_Exercices proposés_:
1) Résumez sous forme de liste le paragraphe de l'extrait sur la baisse des taux de la Fed qui commence par « Dimanche 1er mars », en gardant ses faits principaux.
2) Mettez à jour le passage de l'extrait sur la baisse des taux de la Fed qui commence par « Dans le monde » et se termine par « réunions monétaires ordinaires. » en remplaçant « panique » par « peur ».

Dans le monde financier, la panique est une mauvaise conseillère. C’est pourtant elle qui, à la surprise générale, a poussé la banque centrale américaine à baisser considérablement ses taux d’intérêt. Cette action impacte négativement surtout le dollar.
Dimanche 1er mars , le président Donald Trump a annoncé qu’un peu plus de vingt personnes étaient contaminées par le coronavirus aux États-Unis. Le même jour, les États-Unis ont également eu à déplorer leur premier décès dû au virus. À l’échelle mondiale, le nombre de victimes dépassait déjà les 3 000, pour environ 85 000 cas diagnostiqués. Malgré tout, la Federal Reserve des États-Unis a réagi de manière beaucoup plus rapide et drastique que d’autres banques centrales et a diminué ses taux directeurs d’un demi-point mardi. Il s’agit là de la première baisse décidée par la Fed en dix ans, en dehors des réunions monétaires ordinaires.
Pour quelle raison la Fed a-t-elle agi ainsi ?

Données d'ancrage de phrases
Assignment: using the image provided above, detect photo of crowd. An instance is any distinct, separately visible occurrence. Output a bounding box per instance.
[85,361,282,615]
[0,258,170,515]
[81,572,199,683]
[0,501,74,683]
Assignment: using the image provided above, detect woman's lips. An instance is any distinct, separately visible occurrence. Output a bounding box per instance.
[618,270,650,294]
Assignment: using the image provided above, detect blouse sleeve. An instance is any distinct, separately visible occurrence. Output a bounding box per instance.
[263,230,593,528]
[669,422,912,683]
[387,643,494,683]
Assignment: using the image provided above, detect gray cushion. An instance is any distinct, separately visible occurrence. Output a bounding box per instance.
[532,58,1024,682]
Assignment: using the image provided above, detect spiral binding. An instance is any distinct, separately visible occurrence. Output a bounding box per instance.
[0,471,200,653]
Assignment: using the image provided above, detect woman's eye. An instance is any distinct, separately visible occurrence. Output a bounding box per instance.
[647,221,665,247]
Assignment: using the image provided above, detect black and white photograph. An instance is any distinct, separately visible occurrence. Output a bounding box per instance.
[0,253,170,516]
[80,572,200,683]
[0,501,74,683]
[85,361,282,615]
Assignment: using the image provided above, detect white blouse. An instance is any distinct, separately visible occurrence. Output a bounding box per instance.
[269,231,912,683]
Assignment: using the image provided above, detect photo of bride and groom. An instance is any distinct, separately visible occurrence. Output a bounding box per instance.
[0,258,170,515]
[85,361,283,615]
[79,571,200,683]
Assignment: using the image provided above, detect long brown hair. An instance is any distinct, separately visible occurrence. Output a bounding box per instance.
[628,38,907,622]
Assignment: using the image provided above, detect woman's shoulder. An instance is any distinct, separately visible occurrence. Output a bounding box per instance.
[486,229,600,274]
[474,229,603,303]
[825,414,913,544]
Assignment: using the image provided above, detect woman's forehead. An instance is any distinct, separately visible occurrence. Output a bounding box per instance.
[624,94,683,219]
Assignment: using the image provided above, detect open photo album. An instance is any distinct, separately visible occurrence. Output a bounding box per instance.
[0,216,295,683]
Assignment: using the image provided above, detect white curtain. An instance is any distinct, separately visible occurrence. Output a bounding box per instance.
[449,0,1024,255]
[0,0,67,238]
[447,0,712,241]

_Corrigés par exercice_:
1)
- Dimanche 1er mars : Donald Trump annonce qu'un peu plus de vingt personnes sont contaminées par le coronavirus aux États-Unis, où le premier décès dû au virus survient le même jour.
- Dans le monde : plus de 3 000 victimes pour environ 85 000 cas diagnostiqués.
- La Federal Reserve réagit plus vite et plus fortement que d'autres banques centrales : elle baisse ses taux directeurs d'un demi-point mardi.
- C'est sa première baisse en dix ans décidée hors des réunions monétaires ordinaires.

2)
Dans le monde financier, la peur est une mauvaise conseillère. C’est pourtant elle qui, à la surprise générale, a poussé la banque centrale américaine à baisser considérablement ses taux d’intérêt. Cette action impacte négativement surtout le dollar.
Dimanche 1er mars , le président Donald Trump a annoncé qu’un peu plus de vingt personnes étaient contaminées par le coronavirus aux États-Unis. Le même jour, les États-Unis ont également eu à déplorer leur premier décès dû au virus. À l’échelle mondiale, le nombre de victimes dépassait déjà les 3 000, pour environ 85 000 cas diagnostiqués. Malgré tout, la Federal Reserve des États-Unis a réagi de manière beaucoup plus rapide et drastique que d’autres banques centrales et a diminué ses taux directeurs d’un demi-point mardi. Il s’agit là de la première baisse décidée par la Fed en dix ans, en dehors des réunions monétaires ordinaires.